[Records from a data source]
*****

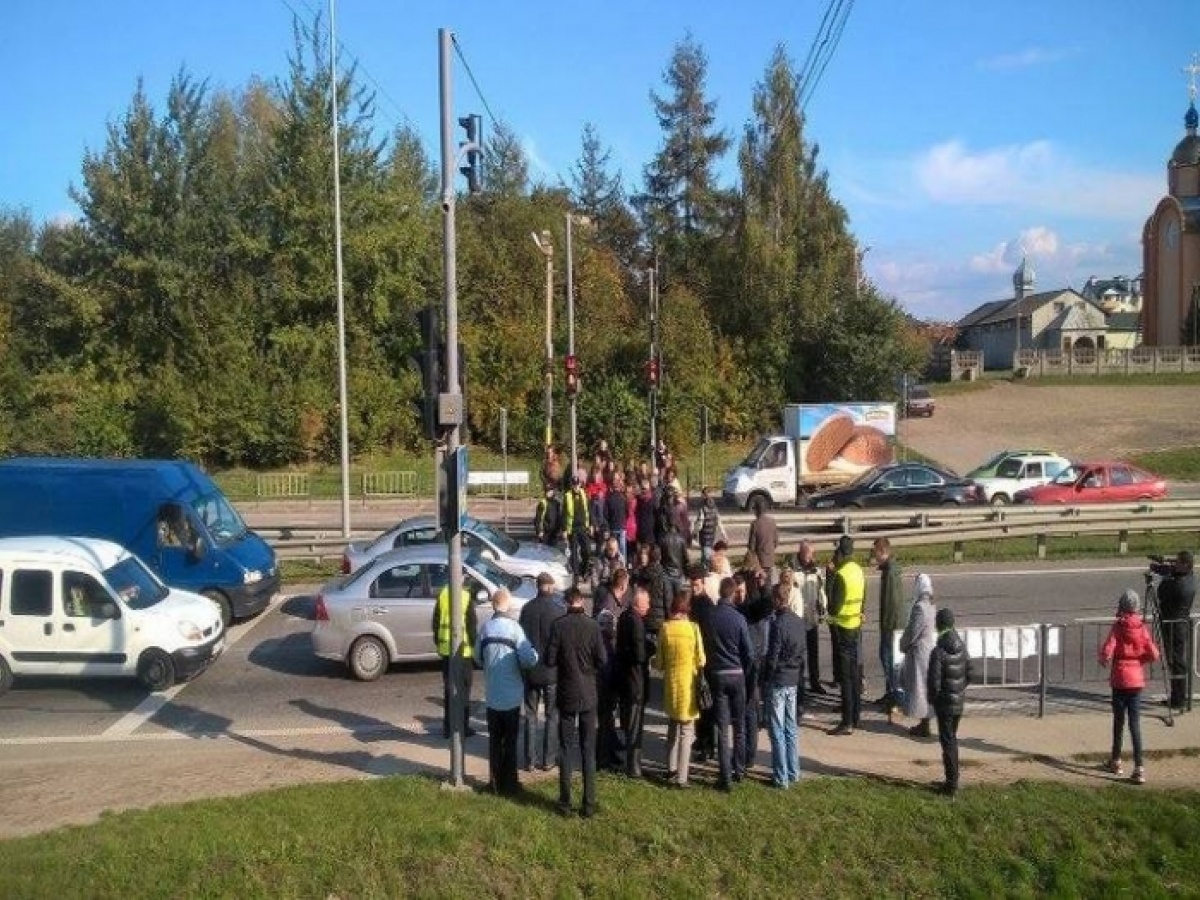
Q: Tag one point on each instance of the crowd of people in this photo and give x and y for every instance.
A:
(736, 649)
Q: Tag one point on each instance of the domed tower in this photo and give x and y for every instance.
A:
(1170, 239)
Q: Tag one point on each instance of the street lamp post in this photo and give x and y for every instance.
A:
(547, 249)
(570, 330)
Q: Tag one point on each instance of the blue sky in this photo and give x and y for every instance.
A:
(953, 132)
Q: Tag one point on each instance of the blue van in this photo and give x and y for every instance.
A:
(168, 513)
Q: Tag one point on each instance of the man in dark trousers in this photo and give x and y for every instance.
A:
(847, 587)
(537, 618)
(576, 652)
(634, 672)
(763, 540)
(891, 619)
(730, 655)
(949, 672)
(1176, 593)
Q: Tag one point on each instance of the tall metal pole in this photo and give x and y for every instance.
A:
(570, 340)
(449, 157)
(654, 351)
(342, 400)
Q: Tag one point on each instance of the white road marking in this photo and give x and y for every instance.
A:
(151, 706)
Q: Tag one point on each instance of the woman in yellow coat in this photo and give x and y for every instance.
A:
(681, 657)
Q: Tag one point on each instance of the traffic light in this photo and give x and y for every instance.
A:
(429, 363)
(652, 372)
(474, 127)
(573, 375)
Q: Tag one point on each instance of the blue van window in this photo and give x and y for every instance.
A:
(33, 592)
(222, 520)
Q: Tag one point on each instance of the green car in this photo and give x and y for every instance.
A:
(989, 468)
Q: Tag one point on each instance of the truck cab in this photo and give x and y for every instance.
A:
(766, 478)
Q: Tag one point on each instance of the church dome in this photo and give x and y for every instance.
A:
(1187, 151)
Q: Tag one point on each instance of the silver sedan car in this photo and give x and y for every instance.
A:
(520, 558)
(382, 612)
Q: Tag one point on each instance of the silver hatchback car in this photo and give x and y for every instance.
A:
(382, 613)
(520, 558)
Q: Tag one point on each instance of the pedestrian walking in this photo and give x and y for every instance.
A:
(1128, 648)
(576, 652)
(916, 643)
(681, 658)
(505, 654)
(891, 622)
(784, 677)
(949, 672)
(541, 683)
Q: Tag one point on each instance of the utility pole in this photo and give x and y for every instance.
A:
(342, 391)
(450, 408)
(547, 249)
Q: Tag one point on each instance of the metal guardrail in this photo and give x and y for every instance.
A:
(903, 527)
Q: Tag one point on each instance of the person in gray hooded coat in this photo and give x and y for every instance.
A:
(916, 643)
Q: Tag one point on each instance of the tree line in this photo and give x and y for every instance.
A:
(190, 310)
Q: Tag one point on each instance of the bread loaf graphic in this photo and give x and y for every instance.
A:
(867, 447)
(828, 441)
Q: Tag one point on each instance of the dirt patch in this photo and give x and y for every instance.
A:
(1079, 421)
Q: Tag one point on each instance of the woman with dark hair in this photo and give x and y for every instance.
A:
(681, 658)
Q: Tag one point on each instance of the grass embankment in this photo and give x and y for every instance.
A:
(402, 837)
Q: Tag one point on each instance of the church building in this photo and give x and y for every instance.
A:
(1170, 240)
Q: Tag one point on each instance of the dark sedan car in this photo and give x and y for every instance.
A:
(901, 484)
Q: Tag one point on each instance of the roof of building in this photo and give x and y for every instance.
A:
(1005, 310)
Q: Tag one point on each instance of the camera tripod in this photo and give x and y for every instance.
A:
(1159, 634)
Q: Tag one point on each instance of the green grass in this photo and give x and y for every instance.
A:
(403, 837)
(1181, 463)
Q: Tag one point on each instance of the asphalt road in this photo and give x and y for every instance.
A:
(268, 682)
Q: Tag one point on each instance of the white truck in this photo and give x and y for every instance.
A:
(822, 444)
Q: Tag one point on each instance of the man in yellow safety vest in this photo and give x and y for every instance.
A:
(847, 588)
(441, 628)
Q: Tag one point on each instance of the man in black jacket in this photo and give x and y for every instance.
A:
(634, 675)
(576, 652)
(730, 654)
(783, 679)
(537, 618)
(949, 672)
(1176, 593)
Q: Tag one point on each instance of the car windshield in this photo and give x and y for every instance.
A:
(508, 546)
(221, 519)
(1068, 475)
(136, 585)
(491, 573)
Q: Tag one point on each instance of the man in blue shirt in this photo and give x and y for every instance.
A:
(504, 652)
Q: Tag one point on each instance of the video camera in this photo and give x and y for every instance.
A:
(1159, 565)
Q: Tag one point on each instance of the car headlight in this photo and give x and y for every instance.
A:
(190, 630)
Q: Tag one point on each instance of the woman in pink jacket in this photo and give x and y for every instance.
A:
(1128, 648)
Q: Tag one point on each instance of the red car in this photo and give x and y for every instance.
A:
(1097, 483)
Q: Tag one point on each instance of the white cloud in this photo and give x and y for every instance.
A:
(1036, 177)
(1026, 58)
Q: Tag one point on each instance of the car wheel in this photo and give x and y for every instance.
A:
(222, 601)
(369, 659)
(156, 670)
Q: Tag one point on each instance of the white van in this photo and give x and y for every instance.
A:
(84, 606)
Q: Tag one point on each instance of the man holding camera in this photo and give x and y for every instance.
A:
(1176, 591)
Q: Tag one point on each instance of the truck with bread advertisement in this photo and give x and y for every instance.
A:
(822, 444)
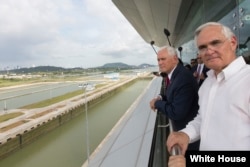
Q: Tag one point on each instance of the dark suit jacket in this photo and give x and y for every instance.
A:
(180, 103)
(204, 72)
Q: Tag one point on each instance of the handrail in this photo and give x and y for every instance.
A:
(159, 154)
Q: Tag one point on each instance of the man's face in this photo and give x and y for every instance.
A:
(166, 62)
(215, 49)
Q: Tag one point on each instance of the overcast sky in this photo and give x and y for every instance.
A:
(68, 33)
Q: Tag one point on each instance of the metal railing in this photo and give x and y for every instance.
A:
(159, 155)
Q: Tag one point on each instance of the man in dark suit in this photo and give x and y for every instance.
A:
(200, 71)
(179, 102)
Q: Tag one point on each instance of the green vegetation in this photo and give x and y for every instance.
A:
(6, 117)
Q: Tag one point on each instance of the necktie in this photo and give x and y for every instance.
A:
(167, 81)
(198, 73)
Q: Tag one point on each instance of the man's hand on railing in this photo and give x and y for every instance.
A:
(177, 161)
(177, 139)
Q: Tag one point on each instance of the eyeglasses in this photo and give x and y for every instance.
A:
(215, 44)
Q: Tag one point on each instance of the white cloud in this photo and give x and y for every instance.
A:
(68, 33)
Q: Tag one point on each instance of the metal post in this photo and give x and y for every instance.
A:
(84, 86)
(87, 124)
(176, 149)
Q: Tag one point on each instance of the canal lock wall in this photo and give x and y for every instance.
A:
(33, 132)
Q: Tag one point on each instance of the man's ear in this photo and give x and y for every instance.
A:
(233, 42)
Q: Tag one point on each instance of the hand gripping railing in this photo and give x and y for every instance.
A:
(176, 150)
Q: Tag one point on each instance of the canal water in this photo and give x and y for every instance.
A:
(66, 145)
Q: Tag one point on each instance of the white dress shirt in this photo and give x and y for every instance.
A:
(223, 120)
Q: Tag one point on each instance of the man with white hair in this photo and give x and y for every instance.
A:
(223, 120)
(179, 100)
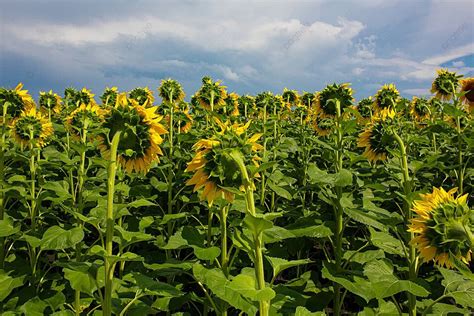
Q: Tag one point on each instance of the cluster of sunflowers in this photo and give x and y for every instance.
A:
(226, 138)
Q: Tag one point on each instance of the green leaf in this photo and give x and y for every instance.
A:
(81, 281)
(257, 224)
(280, 191)
(279, 264)
(56, 238)
(216, 281)
(8, 284)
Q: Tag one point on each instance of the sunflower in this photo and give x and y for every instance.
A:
(109, 97)
(445, 84)
(214, 169)
(211, 95)
(232, 104)
(377, 138)
(290, 97)
(18, 100)
(140, 134)
(246, 105)
(419, 109)
(31, 128)
(325, 100)
(386, 99)
(323, 125)
(443, 227)
(50, 101)
(143, 96)
(81, 117)
(84, 96)
(467, 88)
(171, 91)
(365, 108)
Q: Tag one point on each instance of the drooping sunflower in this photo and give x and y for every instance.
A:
(232, 105)
(109, 96)
(290, 98)
(386, 99)
(443, 227)
(31, 128)
(81, 117)
(323, 125)
(377, 139)
(365, 109)
(50, 101)
(171, 91)
(445, 84)
(214, 169)
(467, 88)
(325, 100)
(419, 109)
(143, 96)
(18, 100)
(140, 134)
(211, 96)
(85, 96)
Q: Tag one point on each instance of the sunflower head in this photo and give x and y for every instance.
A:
(213, 166)
(420, 109)
(143, 96)
(246, 104)
(365, 108)
(467, 90)
(50, 101)
(211, 95)
(231, 107)
(323, 125)
(109, 96)
(171, 91)
(290, 97)
(31, 128)
(83, 117)
(443, 227)
(140, 134)
(386, 98)
(327, 99)
(445, 84)
(377, 138)
(17, 101)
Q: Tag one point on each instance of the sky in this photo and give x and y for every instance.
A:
(252, 46)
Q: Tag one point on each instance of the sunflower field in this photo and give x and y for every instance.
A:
(141, 203)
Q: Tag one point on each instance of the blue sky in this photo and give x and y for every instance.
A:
(252, 46)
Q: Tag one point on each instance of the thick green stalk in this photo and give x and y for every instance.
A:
(110, 223)
(257, 236)
(338, 212)
(406, 185)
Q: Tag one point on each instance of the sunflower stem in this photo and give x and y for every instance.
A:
(406, 186)
(110, 223)
(338, 211)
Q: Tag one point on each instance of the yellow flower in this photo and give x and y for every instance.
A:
(445, 84)
(443, 226)
(419, 109)
(50, 101)
(143, 96)
(377, 138)
(386, 99)
(140, 134)
(213, 170)
(31, 129)
(18, 100)
(467, 88)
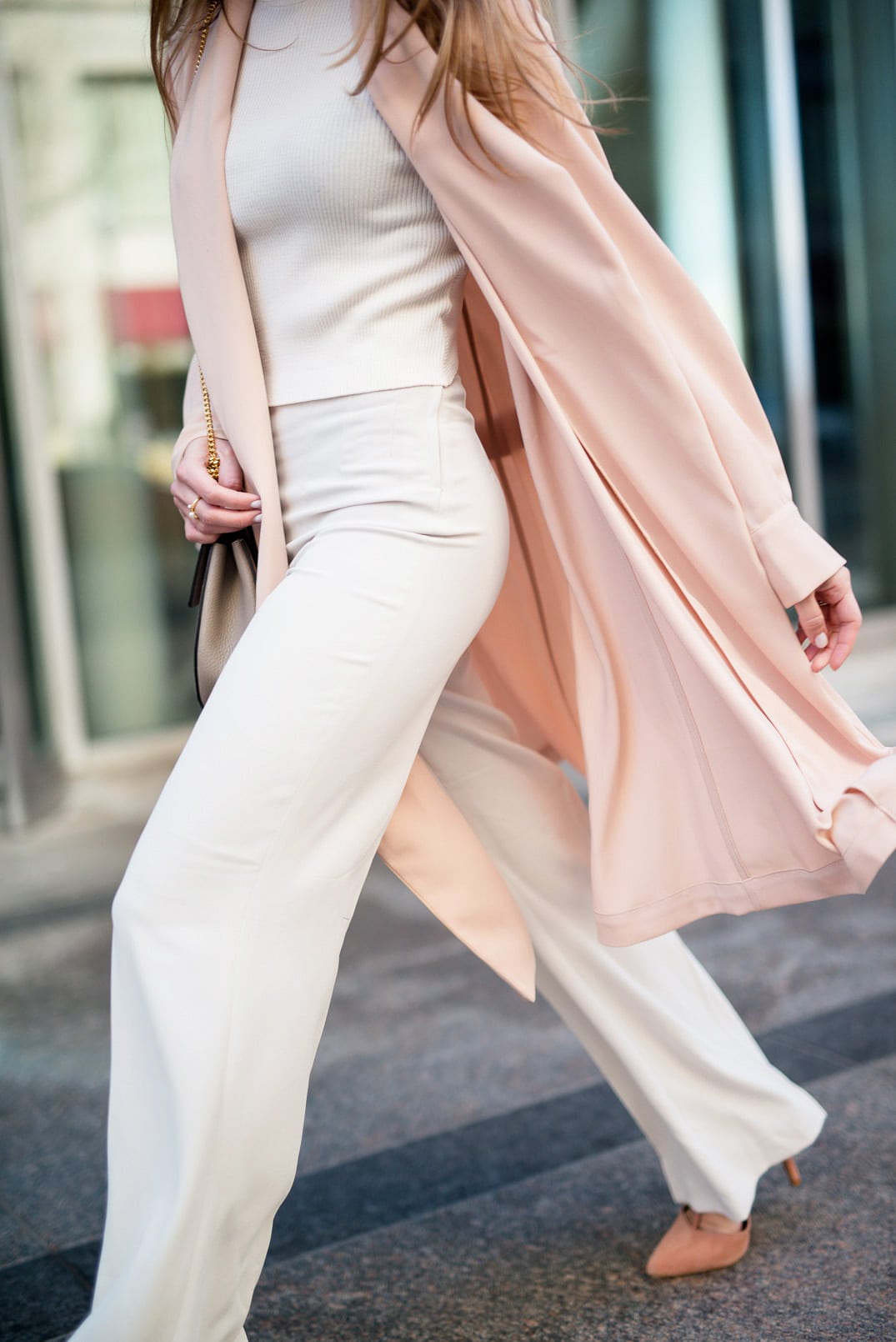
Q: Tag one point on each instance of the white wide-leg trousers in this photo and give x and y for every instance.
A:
(231, 915)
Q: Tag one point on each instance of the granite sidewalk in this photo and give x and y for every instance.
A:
(466, 1173)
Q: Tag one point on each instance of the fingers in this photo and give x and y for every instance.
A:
(208, 518)
(829, 620)
(195, 479)
(218, 505)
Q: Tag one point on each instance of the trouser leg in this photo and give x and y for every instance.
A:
(233, 911)
(667, 1039)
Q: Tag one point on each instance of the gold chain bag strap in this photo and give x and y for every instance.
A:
(226, 572)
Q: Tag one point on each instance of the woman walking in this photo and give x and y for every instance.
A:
(480, 552)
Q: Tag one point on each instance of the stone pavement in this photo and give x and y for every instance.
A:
(466, 1176)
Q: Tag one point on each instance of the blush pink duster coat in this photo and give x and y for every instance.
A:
(642, 631)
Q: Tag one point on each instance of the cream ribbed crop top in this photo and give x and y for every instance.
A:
(353, 277)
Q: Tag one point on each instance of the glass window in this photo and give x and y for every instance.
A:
(92, 158)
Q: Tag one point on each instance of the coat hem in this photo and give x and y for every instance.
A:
(851, 874)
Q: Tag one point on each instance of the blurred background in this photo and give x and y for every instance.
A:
(759, 140)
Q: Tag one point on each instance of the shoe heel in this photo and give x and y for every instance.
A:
(792, 1170)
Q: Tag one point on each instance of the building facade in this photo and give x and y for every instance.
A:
(758, 136)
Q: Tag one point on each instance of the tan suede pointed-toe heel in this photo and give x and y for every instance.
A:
(702, 1242)
(695, 1243)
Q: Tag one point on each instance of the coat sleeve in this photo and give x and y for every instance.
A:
(651, 288)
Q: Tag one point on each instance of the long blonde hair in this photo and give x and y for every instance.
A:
(482, 43)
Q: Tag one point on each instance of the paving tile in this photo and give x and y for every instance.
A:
(558, 1258)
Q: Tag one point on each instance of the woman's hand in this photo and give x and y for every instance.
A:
(219, 505)
(830, 619)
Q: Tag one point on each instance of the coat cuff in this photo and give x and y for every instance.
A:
(797, 560)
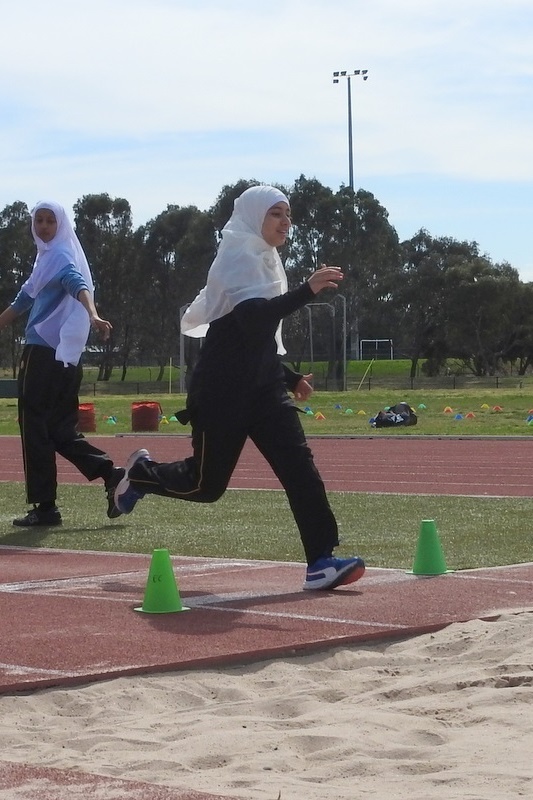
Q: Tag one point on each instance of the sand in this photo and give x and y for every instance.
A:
(443, 715)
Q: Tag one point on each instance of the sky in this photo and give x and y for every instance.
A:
(164, 102)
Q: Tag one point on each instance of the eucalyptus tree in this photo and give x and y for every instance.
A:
(175, 252)
(17, 254)
(482, 304)
(351, 231)
(454, 303)
(104, 227)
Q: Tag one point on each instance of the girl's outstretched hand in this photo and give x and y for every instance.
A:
(325, 277)
(303, 388)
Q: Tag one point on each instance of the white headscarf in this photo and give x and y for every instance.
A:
(245, 266)
(67, 328)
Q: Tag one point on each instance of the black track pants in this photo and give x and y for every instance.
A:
(48, 415)
(217, 445)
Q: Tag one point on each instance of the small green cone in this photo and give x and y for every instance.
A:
(429, 558)
(161, 595)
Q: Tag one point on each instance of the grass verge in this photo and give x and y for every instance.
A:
(383, 529)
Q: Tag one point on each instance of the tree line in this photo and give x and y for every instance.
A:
(436, 298)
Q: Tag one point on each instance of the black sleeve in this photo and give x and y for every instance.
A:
(258, 313)
(291, 378)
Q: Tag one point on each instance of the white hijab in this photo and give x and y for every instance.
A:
(245, 266)
(67, 328)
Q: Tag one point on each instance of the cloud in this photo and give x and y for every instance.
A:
(168, 101)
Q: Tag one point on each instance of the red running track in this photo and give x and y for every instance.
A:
(412, 465)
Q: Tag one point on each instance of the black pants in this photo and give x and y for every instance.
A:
(48, 415)
(218, 439)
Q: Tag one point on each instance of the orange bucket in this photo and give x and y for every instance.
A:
(145, 416)
(86, 418)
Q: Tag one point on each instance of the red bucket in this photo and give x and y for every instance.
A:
(86, 418)
(145, 416)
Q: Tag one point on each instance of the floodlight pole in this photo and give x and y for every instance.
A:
(363, 73)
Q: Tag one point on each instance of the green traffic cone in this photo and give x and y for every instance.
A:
(429, 558)
(161, 595)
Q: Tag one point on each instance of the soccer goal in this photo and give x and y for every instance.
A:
(377, 349)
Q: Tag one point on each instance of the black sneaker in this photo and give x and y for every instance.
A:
(110, 485)
(43, 518)
(126, 497)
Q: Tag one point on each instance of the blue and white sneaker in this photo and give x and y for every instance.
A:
(126, 497)
(330, 572)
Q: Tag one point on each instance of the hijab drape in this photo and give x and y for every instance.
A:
(245, 266)
(67, 328)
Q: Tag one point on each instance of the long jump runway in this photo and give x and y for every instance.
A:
(68, 617)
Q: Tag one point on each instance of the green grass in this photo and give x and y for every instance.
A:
(475, 532)
(345, 413)
(384, 529)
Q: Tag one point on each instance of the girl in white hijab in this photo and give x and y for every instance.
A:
(239, 387)
(59, 297)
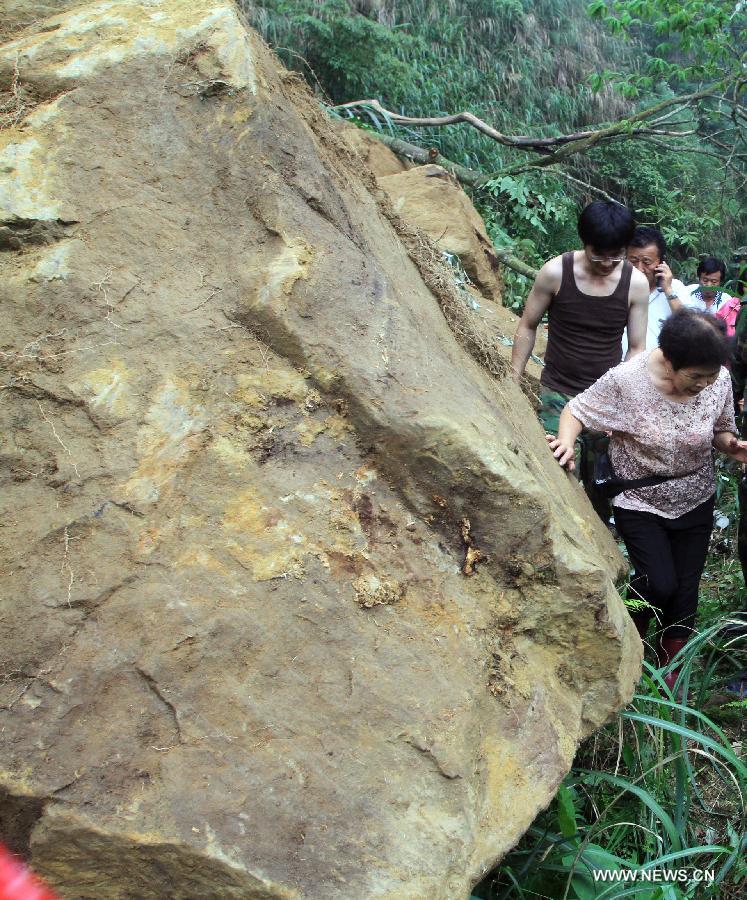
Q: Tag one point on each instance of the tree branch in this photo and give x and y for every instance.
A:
(521, 142)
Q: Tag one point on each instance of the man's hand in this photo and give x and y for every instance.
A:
(564, 453)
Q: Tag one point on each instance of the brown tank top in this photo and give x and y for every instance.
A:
(585, 332)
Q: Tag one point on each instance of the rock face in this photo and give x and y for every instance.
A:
(377, 156)
(429, 197)
(244, 459)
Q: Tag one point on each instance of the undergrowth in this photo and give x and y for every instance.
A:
(663, 788)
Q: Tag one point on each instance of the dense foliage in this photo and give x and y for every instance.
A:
(539, 67)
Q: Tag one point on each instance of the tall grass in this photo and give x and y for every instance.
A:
(664, 787)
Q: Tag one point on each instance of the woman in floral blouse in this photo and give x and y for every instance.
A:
(666, 410)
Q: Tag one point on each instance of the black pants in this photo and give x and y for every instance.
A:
(742, 533)
(668, 556)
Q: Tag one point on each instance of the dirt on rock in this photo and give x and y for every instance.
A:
(243, 427)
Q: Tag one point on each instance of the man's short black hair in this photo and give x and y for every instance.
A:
(691, 338)
(710, 265)
(606, 225)
(647, 234)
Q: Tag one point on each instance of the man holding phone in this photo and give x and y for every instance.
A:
(647, 253)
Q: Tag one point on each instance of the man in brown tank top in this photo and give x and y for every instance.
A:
(590, 297)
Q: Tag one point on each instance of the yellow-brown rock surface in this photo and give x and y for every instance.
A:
(377, 156)
(429, 197)
(240, 443)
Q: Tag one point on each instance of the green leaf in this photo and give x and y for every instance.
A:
(566, 812)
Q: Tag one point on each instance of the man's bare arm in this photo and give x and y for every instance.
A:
(540, 297)
(637, 314)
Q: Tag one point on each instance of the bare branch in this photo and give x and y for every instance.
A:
(586, 138)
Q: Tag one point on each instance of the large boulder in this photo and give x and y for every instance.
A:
(246, 467)
(376, 155)
(429, 197)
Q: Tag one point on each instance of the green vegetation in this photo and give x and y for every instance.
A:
(664, 786)
(547, 68)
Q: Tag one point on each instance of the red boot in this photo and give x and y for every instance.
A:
(668, 648)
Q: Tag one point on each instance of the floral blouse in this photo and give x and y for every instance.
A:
(653, 435)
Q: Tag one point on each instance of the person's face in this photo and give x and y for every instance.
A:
(693, 379)
(604, 262)
(645, 259)
(709, 283)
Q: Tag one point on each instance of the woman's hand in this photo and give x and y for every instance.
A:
(728, 443)
(565, 454)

*****

No pictures should appear in the copy, which holds exactly the lines from the first line of the data through the line with "in dark trousers" and nothing else.

Q: Tag one point on each instance of the crowd of people in this photo and give x and y for every instance.
A:
(736, 649)
Q: Tag one point on each instance of the domed tower in this photo and give x and y for every instance.
A:
(1170, 239)
Q: Tag one point on each instance of the street lamp post in this photo and give x and y for every instance.
A:
(547, 249)
(570, 330)
Q: Tag one point on each instance of the blue sky in this photo and give x and y for every instance.
A:
(953, 132)
Q: Tag one point on each instance of the blue van in this photo and give x and y for every instance.
A:
(168, 513)
Q: Tag one point on each instance of the man in dark trousers in this photo and give x and y for every instance.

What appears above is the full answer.